GAZA (Arrahmah.id) – Dua rumah sakit terbesar di Gaza telah berhenti menerima pasien baru akibat pemboman “Israel” dan kekurangan obat-obatan serta bahan bakar di tengah laporan meningkatnya jumlah kematian di antara pasien dan staf medis.
Al-Shifa dan Al-Quds, rumah sakit terbesar dan kedua terbesar di Gaza, mengatakan pada Ahad (12/11/2023) bahwa mereka telah menghentikan operasi mereka saat Organisasi Kesehatan Dunia (WHO) menyerukan gencatan senjata segera untuk mencegah peningkatan kematian.
Dr Nidal Abu Hadrous, seorang ahli bedah saraf yang bekerja di Rumah Sakit Al-Shifa, mengatakan bahwa para pasien dan staf menghadapi situasi “bencana” tanpa listrik atau air dan tidak ada jalan keluar yang aman, lansir Al Jazeera (13/11).
“Hal ini tidak akan berlangsung lama. Intervensi mendesak untuk menyelamatkan staf dan pasien diperlukan,” kata Abu Hadrous.
Rumah Sakit Kamal Adwan di Gaza utara juga menghentikan operasinya setelah generator utamanya kehabisan bahan bakar, direktur rumah sakit Ahmed al-Kahlout mengatakan kepada Al Jazeera.
Direktur Jenderal WHO Tedros Adhanom Ghebreyesus mengatakan bahwa situasi di Rumah Sakit Al-Shifa “mengerikan dan berbahaya”.
“Dunia tidak bisa tinggal diam ketika rumah sakit, yang seharusnya menjadi tempat yang aman, berubah menjadi tempat kematian, kehancuran, dan keputusasaan,” kata Tedros Adhanom Ghebreyesus dalam sebuah posting di X, dan menambahkan bahwa Al-Shifa “tidak berfungsi sebagai rumah sakit lagi.”

Entri data tersimpan

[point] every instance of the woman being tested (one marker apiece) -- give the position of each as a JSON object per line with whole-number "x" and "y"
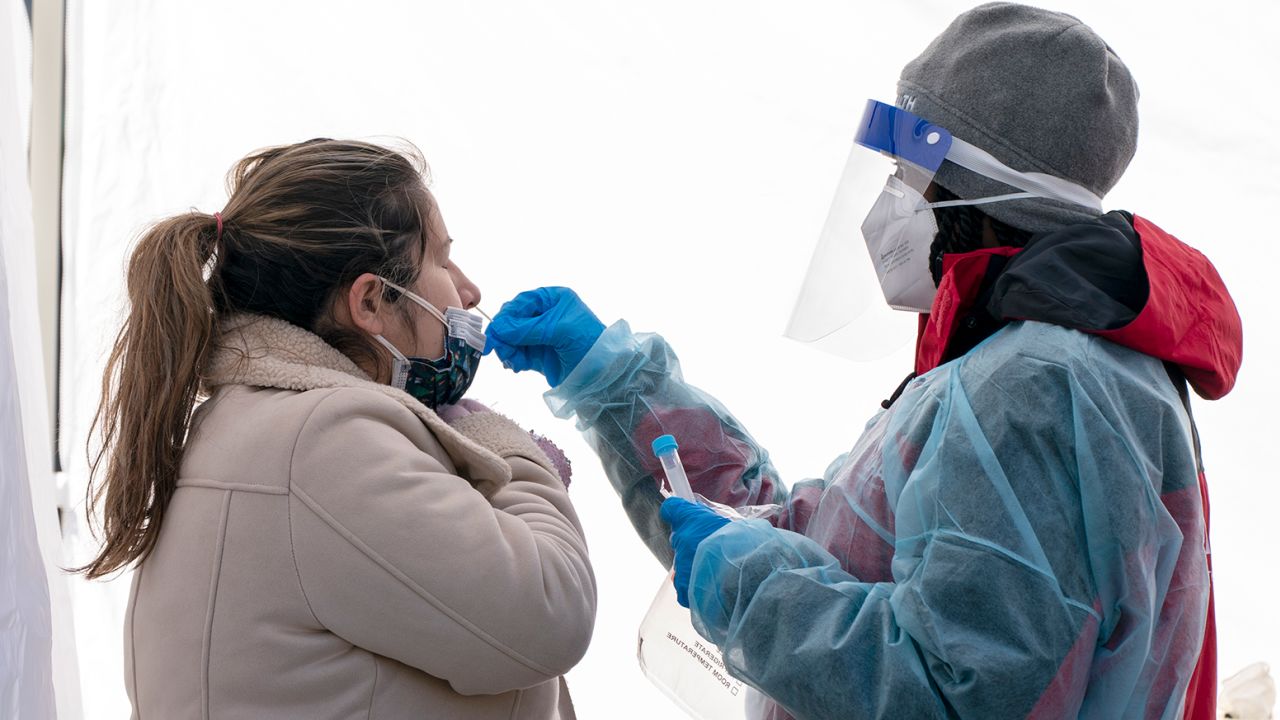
{"x": 314, "y": 540}
{"x": 1022, "y": 532}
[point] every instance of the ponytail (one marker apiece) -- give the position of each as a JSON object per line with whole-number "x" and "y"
{"x": 300, "y": 224}
{"x": 150, "y": 388}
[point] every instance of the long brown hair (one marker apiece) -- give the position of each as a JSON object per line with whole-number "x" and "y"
{"x": 301, "y": 223}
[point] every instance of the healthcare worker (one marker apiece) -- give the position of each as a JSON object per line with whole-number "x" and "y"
{"x": 336, "y": 532}
{"x": 1023, "y": 529}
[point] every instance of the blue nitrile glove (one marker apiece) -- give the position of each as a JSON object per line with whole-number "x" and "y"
{"x": 548, "y": 329}
{"x": 690, "y": 524}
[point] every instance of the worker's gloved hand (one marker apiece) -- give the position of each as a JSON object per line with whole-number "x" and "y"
{"x": 548, "y": 329}
{"x": 690, "y": 524}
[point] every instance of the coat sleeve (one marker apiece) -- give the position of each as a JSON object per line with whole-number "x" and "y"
{"x": 1028, "y": 546}
{"x": 401, "y": 557}
{"x": 627, "y": 391}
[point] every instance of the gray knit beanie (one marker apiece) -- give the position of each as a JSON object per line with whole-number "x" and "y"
{"x": 1038, "y": 90}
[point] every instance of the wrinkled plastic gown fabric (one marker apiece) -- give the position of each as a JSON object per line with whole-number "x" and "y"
{"x": 1020, "y": 534}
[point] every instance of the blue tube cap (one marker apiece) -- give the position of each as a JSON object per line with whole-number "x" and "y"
{"x": 663, "y": 445}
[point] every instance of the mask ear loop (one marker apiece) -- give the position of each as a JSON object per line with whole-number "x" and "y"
{"x": 401, "y": 364}
{"x": 435, "y": 313}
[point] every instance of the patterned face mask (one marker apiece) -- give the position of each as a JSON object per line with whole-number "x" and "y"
{"x": 446, "y": 379}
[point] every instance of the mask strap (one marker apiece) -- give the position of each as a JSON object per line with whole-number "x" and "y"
{"x": 414, "y": 296}
{"x": 392, "y": 349}
{"x": 1037, "y": 185}
{"x": 400, "y": 368}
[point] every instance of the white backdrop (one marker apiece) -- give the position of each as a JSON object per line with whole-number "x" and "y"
{"x": 672, "y": 160}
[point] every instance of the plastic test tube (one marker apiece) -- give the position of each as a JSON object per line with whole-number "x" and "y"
{"x": 664, "y": 449}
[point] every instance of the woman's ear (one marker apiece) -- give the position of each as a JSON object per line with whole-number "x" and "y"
{"x": 364, "y": 304}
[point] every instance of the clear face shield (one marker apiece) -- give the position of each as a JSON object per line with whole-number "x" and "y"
{"x": 846, "y": 304}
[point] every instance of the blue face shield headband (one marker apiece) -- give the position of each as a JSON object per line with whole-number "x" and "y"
{"x": 896, "y": 232}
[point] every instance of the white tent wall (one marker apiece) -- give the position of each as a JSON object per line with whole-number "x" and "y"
{"x": 37, "y": 660}
{"x": 673, "y": 163}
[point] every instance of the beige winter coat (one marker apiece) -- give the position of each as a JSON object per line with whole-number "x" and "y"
{"x": 334, "y": 550}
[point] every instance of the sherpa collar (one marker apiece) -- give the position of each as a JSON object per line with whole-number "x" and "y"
{"x": 261, "y": 351}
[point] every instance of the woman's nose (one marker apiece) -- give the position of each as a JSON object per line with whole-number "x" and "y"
{"x": 467, "y": 291}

» **Tugas Singkat 1**
Menurut teks tentang rumah sakit di Gaza, apa penyebab Rumah Sakit Kamal Adwan menghentikan operasinya?
» **Tugas Singkat 2**
Salin tanpa perubahan bagian teks tentang rumah sakit di Gaza yang dimulai dengan "Al-Shifa dan Al-Quds, rumah" dan berlanjut hingga "Al Jazeera (13/11).".

» **Jawaban Lengkap 1**
Generator utamanya kehabisan bahan bakar.

» **Jawaban Lengkap 2**
Al-Shifa dan Al-Quds, rumah sakit terbesar dan kedua terbesar di Gaza, mengatakan pada Ahad (12/11/2023) bahwa mereka telah menghentikan operasi mereka saat Organisasi Kesehatan Dunia (WHO) menyerukan gencatan senjata segera untuk mencegah peningkatan kematian.
Dr Nidal Abu Hadrous, seorang ahli bedah saraf yang bekerja di Rumah Sakit Al-Shifa, mengatakan bahwa para pasien dan staf menghadapi situasi “bencana” tanpa listrik atau air dan tidak ada jalan keluar yang aman, lansir Al Jazeera (13/11).